## Task directions
Write out the data below in full, unchanged, minus the images.

## Material for this exercise

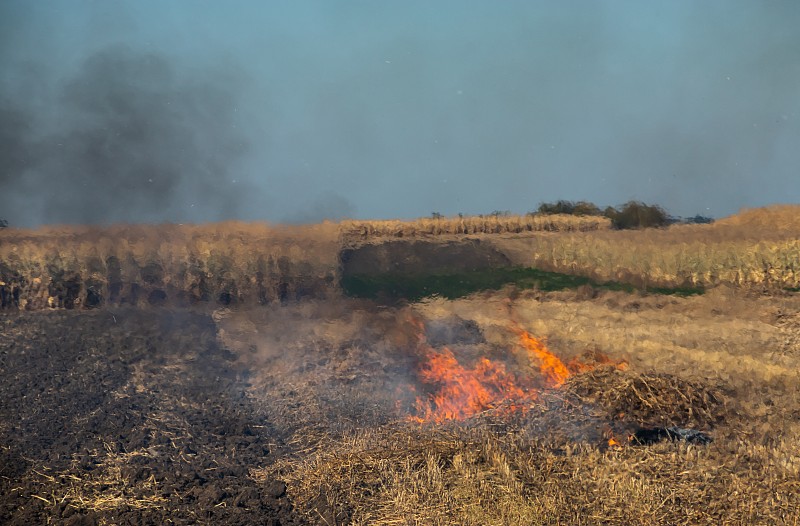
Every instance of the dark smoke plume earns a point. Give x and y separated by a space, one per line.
128 138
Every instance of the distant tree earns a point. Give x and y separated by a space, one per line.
635 214
699 220
581 208
585 208
559 207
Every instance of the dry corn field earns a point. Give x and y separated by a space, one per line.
216 375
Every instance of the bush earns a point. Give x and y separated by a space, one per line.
581 208
635 214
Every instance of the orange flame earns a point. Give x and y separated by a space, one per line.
459 391
551 367
463 391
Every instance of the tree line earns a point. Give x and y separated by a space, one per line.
633 214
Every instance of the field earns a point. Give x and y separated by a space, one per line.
274 398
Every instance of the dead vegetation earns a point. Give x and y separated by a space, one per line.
355 231
757 248
238 263
225 263
719 363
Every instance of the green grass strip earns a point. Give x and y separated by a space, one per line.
414 287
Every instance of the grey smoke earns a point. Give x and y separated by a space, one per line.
394 108
133 139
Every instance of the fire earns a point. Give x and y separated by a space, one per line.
464 391
553 369
459 391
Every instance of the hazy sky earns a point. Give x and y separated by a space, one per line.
188 111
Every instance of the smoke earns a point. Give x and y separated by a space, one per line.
128 138
329 205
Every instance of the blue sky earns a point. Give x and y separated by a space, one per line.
151 111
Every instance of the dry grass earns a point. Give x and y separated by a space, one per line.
360 231
228 262
756 248
726 363
68 267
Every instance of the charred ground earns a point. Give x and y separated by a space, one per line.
129 417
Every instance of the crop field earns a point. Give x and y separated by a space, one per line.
224 374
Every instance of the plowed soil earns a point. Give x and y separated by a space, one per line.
129 417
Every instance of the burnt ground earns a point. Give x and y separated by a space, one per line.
130 417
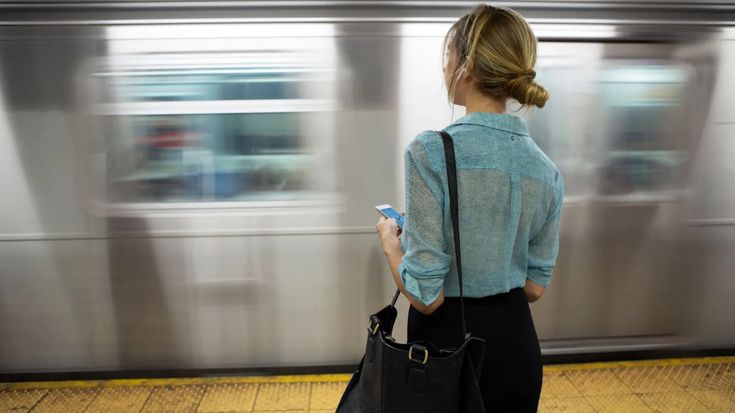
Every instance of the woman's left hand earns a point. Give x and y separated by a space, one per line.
388 233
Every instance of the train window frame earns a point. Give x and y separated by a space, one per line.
304 65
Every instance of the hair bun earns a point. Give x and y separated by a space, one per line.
527 92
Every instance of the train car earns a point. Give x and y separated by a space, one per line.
191 185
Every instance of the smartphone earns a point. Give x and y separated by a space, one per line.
390 212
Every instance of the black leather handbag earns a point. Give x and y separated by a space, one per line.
417 377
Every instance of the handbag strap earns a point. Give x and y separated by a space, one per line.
454 211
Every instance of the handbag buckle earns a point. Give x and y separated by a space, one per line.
419 348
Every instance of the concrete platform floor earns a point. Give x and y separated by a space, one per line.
670 385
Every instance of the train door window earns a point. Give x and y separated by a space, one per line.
250 124
645 119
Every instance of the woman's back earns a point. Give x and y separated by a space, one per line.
509 203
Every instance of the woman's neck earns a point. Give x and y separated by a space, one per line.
477 102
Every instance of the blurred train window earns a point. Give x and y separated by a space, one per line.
178 131
645 120
614 127
211 157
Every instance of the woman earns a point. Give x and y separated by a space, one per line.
510 198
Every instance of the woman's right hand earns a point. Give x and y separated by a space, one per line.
533 291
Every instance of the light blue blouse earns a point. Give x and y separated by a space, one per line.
510 200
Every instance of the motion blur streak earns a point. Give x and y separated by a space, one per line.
198 192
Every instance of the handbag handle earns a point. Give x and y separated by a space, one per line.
454 211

## Result of this task
Every instance of the dark smoke plume earns a point. Give x and y separated by a space, one per line.
128 138
Every instance of the distant tree earns a point. Give x and y separated by a space, one per line.
635 214
699 220
581 208
585 208
559 207
Every instance of the dry corn field earns a point. Give x and y separated by a space, one per line.
216 375
Every instance of the bush earns a point. Give x and y separated by a space, one per line.
581 208
635 214
Every instance of the orange flame earns a point. Give x and y separated by a space, one per line.
459 391
551 367
463 391
Every instance of the tree line earns a point. Give x and y separated by a space, one per line.
633 214
Every instance of the field earns a point. Give x and y separated by a space, one per line.
274 398
Every instance of the dead vegetation earns a point. Give x and y separated by a space, one per line.
355 231
757 248
238 263
225 263
719 363
Every instance of the green grass strip earns a point. Give x and y separated by a space, one per line.
414 287
Every instance of the grey smoke earns a point. Give x and y separated by a space, one per line.
394 108
133 139
Every instance of the fire earns a point. Give x and y separated by a space, one per line.
464 391
553 369
459 391
Every instance of the hazy sky earns a point. Give x and y separated by a space, one per line.
188 111
Every instance of the smoke earns a point. Give x and y separated by a space, one per line.
128 138
329 205
Every instance of the blue sky earns a point. Give x and y separated by a space, one per line.
151 111
Every instance of the dry grass earns a point. Give x and y separated by a space, one per line.
360 231
228 262
756 248
726 363
68 267
Every instance of the charred ground earns a point. Give x and y separated by a space, one per line.
129 417
Every instance of the crop field earns a point. Give x and y separated by a space, one per line.
224 374
Every instance of the plowed soil earns a point. Give x and y separated by a space, one per line.
129 417
Every instance of the burnt ground earns a point. Give x and y separated by a space, one per line.
130 417
Every instance of the woman's left hand earns a point. Give x and y separated by a space, one per line.
388 233
Every instance of the train window frame earns a point. Give x and y separated by a space, one per line.
304 65
Every instance of the hair bun earns a point. Give x and y separated by a space, one per line.
527 92
Every instance of the train car earns a point. Give x and y separated by a space, one per line.
191 185
Every instance of the smartphone earns a point. Give x and y separated by a space, one per line.
390 212
Every instance of the black leather handbag earns a point. Give x and y separated by a space, one per line.
417 377
Every instance of the handbag strap earns a point. Give x and y separated by a space, one per line.
454 211
Every instance of the handbag buckle earns a point. Give x and y separated by a space, one per line.
419 348
Every instance of the concrete platform floor earns a point. Give x and y separated by a space, one per line.
670 385
Every instance of the train door window earns a point. Give x and y separated by a space, one per line.
250 124
645 119
Every instance of the woman's back earns a point. Give x and y separated by a space, one per line.
509 203
Every instance of the woman's neck earns a point. Give x and y separated by a space, one per line.
477 102
Every instance of the blurred train window earns a point. Give x and y separated by a space, one per line.
178 131
645 120
614 127
211 157
Every instance of the woman earns a point. Give x and y separated by a space, one per line.
510 198
Every instance of the woman's right hand earns a point. Give x and y separated by a space, one per line.
533 291
Every instance of the light blue blouse earns a point. Give x and y separated by a space, one per line.
510 200
Every instance of the motion blur streak earns a point. Give x and y separated by a space, one per line.
198 192
Every instance of the handbag handle earns a point. Give x and y separated by a space, one per line.
454 211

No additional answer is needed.